BRIEF 1 ->
Answer these questions from the excerpt about the Fast and Furious case:
(a) How many guns did the ATF in Texas confiscate in August 2010?
(b) On what date was Voth in Washington, D.C., to brief ATF brass and Justice Department officials?
(c) Who didn't want to work weekends?
BRIEF 2 -> Extract the part of the excerpt about the Fast and Furious case between "Voth believed the" and "around the clock.", inclusive.

-------- PAGE TEXT

Voth grew deeply frustrated. In August 2010, after the ATF in Texas
confiscated 80 guns—63 of them purchased in Arizona by the Fast and
Furious suspects— Voth got an e-mail from a colleague there: "Are you
all planning to stop some of these guys any time soon? That's a lot of
guns…Are you just letting these guns walk?"
Voth responded with barely suppressed rage: "Have I offended you in
some way? Because I am very offended by your e-mail. Define walk?
Without Probable Cause and concurrence from the USAO [U.S. Attorney's
Office] it is highway robbery if we take someone's property." He then
recounted the situation with the unemployed suspect who had bought the
sniper rifle. "We conducted a field interview and after calling the AUSA
[assistant U.S. Attorney] he said we did not have sufficient PC
[probable cause] to take the firearm so our suspect drove home with said
firearm in his car…any ideas on how we could not let that firearm
'walk'"?
Voth believed the wiretap could help bring the case to a swift and
successful close. On March 5, 2010, ten days before their first wiretap
was set to begin, Voth was in Washington, D.C., to brief ATF brass and
Justice Department officials on Fast and Furious. The response was
overwhelmingly positive. A senior ATF attorney wrote Voth, "This is
exactly the types of cases ATF should be doing with a wire, it is
fantastic."
The schism inside Phoenix Group VII
Voth returned to Phoenix fully expecting his team to unite for the
work that lay ahead. But instead he found a minor mutiny—over the
schedule for the wire, which needed to be monitored around the clock.
Dodson didn't want to work weekends. Casa felt his seniority should
exclude him from the effort.

----------------
-------- DATA EXTRACT

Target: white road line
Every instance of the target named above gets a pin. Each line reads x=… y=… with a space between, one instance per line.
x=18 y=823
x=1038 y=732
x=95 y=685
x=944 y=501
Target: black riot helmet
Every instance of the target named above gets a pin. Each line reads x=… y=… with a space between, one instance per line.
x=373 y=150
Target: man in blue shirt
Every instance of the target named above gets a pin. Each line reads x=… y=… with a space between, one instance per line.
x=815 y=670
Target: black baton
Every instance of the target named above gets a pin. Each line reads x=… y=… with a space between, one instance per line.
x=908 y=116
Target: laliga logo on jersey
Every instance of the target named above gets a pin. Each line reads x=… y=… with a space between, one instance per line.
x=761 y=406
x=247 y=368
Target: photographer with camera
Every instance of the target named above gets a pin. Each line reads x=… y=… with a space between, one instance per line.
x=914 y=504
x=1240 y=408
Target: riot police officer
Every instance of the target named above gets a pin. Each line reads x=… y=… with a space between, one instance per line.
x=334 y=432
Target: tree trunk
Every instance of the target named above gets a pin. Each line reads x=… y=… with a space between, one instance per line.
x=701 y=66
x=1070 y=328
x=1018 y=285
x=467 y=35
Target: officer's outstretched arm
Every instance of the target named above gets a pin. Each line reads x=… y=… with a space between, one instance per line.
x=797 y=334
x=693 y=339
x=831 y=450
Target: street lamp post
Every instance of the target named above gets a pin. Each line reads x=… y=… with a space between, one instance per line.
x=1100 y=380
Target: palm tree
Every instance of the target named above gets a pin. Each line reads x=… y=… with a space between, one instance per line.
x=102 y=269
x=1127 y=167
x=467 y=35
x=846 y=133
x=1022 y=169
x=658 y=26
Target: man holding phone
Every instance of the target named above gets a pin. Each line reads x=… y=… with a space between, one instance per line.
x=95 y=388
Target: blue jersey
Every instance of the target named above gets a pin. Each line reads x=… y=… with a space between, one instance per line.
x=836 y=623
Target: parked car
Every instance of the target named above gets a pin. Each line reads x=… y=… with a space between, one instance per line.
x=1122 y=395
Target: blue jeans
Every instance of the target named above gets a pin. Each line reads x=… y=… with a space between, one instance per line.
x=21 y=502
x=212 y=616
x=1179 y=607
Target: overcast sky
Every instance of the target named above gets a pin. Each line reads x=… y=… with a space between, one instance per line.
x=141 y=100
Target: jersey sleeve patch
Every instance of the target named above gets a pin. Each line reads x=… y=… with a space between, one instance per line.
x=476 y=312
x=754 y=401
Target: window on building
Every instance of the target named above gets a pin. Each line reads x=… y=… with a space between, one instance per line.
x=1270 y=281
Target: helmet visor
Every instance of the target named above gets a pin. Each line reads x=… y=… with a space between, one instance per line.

----------------

CORRECT OUTPUT 1 ->
(a) 80
(b) March 5, 2010
(c) Dodson

CORRECT OUTPUT 2 ->
Voth believed the wiretap could help bring the case to a swift and
successful close. On March 5, 2010, ten days before their first wiretap
was set to begin, Voth was in Washington, D.C., to brief ATF brass and
Justice Department officials on Fast and Furious. The response was
overwhelmingly positive. A senior ATF attorney wrote Voth, "This is
exactly the types of cases ATF should be doing with a wire, it is
fantastic."
The schism inside Phoenix Group VII
Voth returned to Phoenix fully expecting his team to unite for the
work that lay ahead. But instead he found a minor mutiny—over the
schedule for the wire, which needed to be monitored around the clock.